SELECTED EXTRACT:
For the first time, doctors have used stem cells from liposuctioned fat to fix breast defects in women who have had cancerous lumps removed.
The approach is still experimental, but holds promise for millions of women left with cratered areas and breasts that look very different from each other after cancer surgery. It also might be a way to augment healthy breasts without using artificial implants.
So far, it has only been tested on about two dozen women in a study in Japan. But doctors in the US say it has great potential.
"This is a pretty exciting topic right now in plastic surgery," said Karol Gutowski at the University of Wisconsin-Madison. "There are people all over the country working on this."
The Japanese study was reported on Saturday at the San Antonio Breast Cancer Symposium. The company that developed the treatment, Cytori Therapeutics, plans larger studies in Europe and Japan next year.
More than 100,000 women have lumps removed each year in the US. These operations, lumpectomies, often are done instead of mastectomies, which take the whole breast. But they often leave deformities because as much as a third of a woman's breast may be removed.
The defect "initially may not be as noticeable" but it often gets worse, especially if the woman also has radiation treatment, said Sameer Patel, a reconstructive surgeon at Fox Chase Cancer Center in Philadelphia.
The implants sold today are for reconstructing breasts after mastectomies. They aren't designed to fix odd-shaped deformities from lumpectomies or radiation.
"Each one is so different, there's no little thing you can just pop in there," Gutowski said.
Doctors can try making the other breast smaller so they match, transplanting a back muscle to boost the flawed breast, or rearranging tissue to more evenly distribute what's left. But these involve surgery and leave scars.
Mini implants of fat tissue have been tried, but they often get resorbed by the body or die and turn hard and lumpy. The recent discovery that fat cells are rich in stem cells -- master cells that can replenish themselves and form other tissues in the body -- renewed interest in their use.
In the Japanese study, doctors liposuctioned fat from 21 cancer patients' bellies, hips or thighs. Half was reserved as the main implant material; the rest was processed to extract stem cells and combined with the reserved fat. This was injected in three places around a breast defect.
Doctors think the stem cells will keep the tissue from dying and form lasting mini implants.
Eight months after treatment, "about 80 percent of the patients are satisfied" with the results, said the lead researcher, Keizo Sugimachi at Kyushu University in Fukuoka, Japan.
There was a statistically significant improvement in breast tissue thickness at one and six months after treatment.
The treatment is expected to cost US$3,000 to US$5,000, said Cytori's president, Mark Hedrick.

REQUIREMENT: Could you copy out the article on stem cells from fat for breast repair, from "So far, it has" up to and including "Japan next year."? The lines that follow were taken from a different source.

DATA EXCERPTS:

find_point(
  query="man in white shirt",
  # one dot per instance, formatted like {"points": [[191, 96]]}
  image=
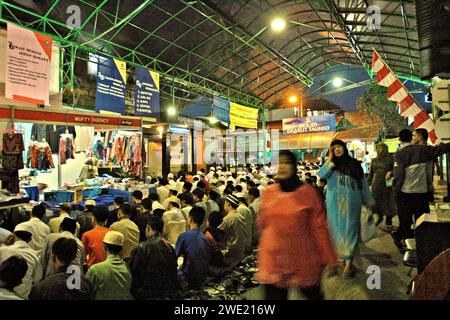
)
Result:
{"points": [[245, 212], [187, 201], [4, 234], [211, 173], [67, 229], [40, 229], [173, 192], [64, 212], [254, 201], [128, 228], [18, 246], [174, 221]]}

TASK OUTPUT:
So far, it has only been tested on about two dozen women in a study in Japan. But doctors in the US say it has great potential.
"This is a pretty exciting topic right now in plastic surgery," said Karol Gutowski at the University of Wisconsin-Madison. "There are people all over the country working on this."
The Japanese study was reported on Saturday at the San Antonio Breast Cancer Symposium. The company that developed the treatment, Cytori Therapeutics, plans larger studies in Europe and Japan next year.